Stated task =>
Return nothing but the lines from the line containing "Task: for the roadway count, mark the double-hung" through the last line of the records, reproduced exactly.

Data provided =>

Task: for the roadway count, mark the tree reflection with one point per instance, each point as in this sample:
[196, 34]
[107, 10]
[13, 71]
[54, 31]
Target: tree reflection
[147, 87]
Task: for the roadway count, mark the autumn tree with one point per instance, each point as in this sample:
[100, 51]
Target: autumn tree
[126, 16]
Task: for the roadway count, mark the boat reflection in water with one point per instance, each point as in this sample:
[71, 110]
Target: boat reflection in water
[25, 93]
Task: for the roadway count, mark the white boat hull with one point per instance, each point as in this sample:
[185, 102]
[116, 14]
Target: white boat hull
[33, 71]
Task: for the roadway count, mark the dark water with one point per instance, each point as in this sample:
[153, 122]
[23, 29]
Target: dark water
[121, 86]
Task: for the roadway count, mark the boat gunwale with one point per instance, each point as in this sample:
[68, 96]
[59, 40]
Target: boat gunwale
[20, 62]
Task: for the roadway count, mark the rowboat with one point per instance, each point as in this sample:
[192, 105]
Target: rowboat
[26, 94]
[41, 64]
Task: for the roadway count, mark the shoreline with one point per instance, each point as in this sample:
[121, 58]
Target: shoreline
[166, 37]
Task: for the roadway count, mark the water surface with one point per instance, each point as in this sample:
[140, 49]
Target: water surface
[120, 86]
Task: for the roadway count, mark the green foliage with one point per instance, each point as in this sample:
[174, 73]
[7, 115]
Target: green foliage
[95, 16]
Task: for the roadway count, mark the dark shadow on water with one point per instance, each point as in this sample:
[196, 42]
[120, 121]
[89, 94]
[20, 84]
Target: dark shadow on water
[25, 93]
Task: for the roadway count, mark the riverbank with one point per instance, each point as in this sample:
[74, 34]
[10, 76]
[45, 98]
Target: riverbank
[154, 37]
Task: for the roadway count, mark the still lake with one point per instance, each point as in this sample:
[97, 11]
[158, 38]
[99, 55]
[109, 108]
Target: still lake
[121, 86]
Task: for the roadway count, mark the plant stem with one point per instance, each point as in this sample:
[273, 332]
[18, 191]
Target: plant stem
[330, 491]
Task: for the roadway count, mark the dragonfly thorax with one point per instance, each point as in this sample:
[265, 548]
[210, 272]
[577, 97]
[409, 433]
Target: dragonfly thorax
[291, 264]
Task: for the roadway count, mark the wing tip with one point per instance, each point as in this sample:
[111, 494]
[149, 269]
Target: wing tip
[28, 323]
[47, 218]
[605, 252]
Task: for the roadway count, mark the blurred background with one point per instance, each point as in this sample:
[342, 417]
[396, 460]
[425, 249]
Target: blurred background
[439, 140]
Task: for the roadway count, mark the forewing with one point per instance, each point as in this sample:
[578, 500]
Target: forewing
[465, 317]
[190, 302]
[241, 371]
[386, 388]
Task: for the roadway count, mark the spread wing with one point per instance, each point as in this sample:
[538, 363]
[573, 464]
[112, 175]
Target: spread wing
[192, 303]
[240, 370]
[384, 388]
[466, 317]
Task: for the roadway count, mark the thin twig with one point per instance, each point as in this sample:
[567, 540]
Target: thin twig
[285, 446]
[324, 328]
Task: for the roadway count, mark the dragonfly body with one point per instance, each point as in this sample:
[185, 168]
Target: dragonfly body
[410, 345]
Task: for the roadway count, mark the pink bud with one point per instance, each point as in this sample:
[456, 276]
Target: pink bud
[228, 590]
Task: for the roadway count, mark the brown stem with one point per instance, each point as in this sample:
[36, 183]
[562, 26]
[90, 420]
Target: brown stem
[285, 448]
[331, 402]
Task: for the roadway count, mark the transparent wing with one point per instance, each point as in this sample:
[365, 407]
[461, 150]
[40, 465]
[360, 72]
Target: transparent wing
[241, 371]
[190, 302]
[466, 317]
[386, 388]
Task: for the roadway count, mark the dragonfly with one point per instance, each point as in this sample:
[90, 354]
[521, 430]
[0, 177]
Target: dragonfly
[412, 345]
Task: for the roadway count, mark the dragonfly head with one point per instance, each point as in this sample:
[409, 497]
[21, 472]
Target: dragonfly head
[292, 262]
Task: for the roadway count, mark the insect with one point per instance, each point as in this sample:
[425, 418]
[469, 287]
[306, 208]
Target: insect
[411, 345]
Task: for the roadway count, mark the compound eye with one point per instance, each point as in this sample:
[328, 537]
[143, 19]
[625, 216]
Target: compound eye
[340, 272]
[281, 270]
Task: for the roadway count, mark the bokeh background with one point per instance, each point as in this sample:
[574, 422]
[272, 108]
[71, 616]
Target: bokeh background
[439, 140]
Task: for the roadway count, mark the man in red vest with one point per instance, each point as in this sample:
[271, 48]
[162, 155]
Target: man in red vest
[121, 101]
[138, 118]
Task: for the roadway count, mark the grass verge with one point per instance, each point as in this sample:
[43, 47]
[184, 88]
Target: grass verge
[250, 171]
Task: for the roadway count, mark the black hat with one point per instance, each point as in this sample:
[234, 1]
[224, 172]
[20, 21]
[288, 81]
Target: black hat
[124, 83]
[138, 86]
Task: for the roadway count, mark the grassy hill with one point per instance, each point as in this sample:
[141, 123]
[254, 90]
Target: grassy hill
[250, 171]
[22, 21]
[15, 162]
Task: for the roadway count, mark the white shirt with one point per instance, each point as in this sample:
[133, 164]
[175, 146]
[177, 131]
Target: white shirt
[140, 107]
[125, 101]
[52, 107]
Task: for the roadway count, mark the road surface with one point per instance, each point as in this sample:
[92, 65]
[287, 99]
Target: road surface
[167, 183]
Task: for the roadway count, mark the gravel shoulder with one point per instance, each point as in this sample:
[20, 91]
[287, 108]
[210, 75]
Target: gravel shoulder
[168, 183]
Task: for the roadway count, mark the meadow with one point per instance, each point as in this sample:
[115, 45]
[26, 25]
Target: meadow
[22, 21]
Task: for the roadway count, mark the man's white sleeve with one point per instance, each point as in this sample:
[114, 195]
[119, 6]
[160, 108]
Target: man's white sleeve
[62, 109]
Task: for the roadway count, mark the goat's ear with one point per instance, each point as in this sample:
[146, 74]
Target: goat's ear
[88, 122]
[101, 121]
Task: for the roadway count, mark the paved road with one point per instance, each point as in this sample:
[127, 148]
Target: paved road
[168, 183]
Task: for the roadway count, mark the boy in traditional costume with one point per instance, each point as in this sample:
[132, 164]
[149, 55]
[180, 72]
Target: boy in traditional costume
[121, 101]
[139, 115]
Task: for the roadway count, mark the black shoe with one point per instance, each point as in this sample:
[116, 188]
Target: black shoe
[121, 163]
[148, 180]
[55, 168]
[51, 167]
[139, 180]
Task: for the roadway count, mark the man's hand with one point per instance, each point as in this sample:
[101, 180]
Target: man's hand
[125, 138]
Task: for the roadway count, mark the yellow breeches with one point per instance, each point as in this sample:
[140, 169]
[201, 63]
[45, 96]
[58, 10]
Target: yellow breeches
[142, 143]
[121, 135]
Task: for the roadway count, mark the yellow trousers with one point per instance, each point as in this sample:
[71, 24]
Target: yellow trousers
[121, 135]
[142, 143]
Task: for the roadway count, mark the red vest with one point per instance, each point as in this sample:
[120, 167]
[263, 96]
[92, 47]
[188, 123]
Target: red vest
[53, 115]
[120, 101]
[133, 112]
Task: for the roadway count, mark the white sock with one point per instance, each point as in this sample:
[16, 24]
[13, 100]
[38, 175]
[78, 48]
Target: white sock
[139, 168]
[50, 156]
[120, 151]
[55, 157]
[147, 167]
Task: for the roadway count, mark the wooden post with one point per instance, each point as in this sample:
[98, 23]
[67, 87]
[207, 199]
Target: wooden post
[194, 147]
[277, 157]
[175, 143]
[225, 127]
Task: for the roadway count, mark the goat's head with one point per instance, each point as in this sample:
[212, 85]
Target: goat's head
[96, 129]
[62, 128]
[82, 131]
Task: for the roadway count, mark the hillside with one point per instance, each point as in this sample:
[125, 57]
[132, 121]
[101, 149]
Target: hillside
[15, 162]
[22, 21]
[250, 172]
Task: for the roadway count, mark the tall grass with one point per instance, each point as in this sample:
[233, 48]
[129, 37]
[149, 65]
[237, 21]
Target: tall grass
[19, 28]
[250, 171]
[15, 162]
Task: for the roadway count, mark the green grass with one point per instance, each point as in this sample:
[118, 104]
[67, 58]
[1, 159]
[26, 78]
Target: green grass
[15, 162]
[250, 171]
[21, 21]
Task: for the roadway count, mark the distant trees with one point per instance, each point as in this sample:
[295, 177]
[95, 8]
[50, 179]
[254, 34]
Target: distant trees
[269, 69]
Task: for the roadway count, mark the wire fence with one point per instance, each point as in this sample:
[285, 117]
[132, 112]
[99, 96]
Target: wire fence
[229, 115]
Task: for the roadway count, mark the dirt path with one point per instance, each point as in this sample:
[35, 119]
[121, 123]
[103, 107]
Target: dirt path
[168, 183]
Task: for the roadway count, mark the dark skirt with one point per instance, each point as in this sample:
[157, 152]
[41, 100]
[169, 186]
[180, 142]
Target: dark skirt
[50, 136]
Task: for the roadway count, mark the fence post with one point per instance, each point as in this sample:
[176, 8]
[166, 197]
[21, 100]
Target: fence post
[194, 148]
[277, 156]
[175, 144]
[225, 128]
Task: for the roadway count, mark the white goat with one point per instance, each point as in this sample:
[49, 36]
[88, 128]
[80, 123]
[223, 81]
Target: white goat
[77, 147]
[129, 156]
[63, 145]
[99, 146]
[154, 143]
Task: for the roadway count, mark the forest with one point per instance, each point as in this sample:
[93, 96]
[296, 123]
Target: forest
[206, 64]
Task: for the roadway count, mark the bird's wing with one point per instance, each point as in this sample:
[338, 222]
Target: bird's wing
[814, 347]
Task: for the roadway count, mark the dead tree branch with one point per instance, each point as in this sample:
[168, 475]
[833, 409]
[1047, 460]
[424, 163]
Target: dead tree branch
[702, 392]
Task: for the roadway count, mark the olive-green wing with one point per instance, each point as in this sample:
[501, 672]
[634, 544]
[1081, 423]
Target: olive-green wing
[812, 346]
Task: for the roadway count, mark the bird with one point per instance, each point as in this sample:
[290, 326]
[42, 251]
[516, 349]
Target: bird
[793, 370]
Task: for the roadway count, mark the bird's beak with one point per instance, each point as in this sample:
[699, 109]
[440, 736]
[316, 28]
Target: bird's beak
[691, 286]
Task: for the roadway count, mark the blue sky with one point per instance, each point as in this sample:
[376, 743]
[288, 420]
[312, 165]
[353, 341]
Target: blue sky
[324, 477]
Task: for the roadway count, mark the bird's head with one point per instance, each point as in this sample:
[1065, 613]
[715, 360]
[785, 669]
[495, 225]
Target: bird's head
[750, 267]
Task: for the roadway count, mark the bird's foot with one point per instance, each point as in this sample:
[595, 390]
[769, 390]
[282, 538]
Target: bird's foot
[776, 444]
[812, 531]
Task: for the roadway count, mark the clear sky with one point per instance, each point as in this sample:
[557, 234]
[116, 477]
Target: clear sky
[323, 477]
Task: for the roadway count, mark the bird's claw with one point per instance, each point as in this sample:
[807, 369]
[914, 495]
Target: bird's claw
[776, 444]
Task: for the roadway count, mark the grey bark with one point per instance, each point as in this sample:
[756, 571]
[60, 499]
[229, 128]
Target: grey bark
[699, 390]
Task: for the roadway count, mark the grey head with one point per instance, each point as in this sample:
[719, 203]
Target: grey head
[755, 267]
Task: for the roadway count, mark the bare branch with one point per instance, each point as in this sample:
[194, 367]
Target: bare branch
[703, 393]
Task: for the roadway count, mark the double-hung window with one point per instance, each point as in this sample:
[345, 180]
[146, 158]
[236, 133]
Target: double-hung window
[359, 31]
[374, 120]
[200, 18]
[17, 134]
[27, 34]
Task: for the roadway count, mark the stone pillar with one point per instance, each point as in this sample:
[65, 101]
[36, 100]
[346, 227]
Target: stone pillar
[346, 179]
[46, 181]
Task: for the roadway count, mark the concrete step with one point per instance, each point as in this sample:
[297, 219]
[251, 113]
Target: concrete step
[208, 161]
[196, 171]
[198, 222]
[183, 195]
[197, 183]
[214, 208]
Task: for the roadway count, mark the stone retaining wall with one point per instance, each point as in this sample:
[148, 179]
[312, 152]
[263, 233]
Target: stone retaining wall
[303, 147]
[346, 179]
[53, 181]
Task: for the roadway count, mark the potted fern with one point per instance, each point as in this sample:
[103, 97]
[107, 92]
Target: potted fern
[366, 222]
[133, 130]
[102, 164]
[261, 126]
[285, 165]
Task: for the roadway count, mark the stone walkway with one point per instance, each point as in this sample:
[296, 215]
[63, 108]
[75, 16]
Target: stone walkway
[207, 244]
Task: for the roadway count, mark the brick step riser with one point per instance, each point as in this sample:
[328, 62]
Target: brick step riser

Exercise answer =>
Task: for the roadway count, mark the double-hung window with one point per instance, each point as in this sample:
[345, 180]
[146, 158]
[236, 133]
Target: double-hung window
[359, 31]
[374, 120]
[200, 18]
[17, 134]
[27, 34]
Task: for the roadway count, mark the stone pillar with one point per instance, each point as in this sample:
[65, 101]
[36, 100]
[346, 227]
Target: stone pillar
[346, 179]
[46, 181]
Task: for the roadway count, mark the concrete step with one point per instance, each point as in this sample:
[297, 219]
[251, 113]
Target: concrete step
[208, 161]
[196, 171]
[198, 222]
[183, 195]
[197, 183]
[214, 208]
Task: for the roadway count, mark the stone retaining wall with one point per instance, each point as in this sample:
[148, 179]
[312, 152]
[263, 233]
Target: stone retaining wall
[303, 147]
[346, 179]
[53, 181]
Task: for the roadway count, mark the potted fern with one point per instance, each point as in this sample:
[103, 97]
[107, 92]
Target: potted fern
[366, 222]
[133, 130]
[102, 164]
[261, 126]
[285, 165]
Task: for the roadway count, mark the stone walkway with one point per instance, each point as in this sample:
[296, 215]
[63, 108]
[75, 16]
Target: stone walkway
[207, 244]
Task: for the roadway count, mark the brick step riser with one point per instance, each point as in this sample:
[328, 62]
Target: brick step riser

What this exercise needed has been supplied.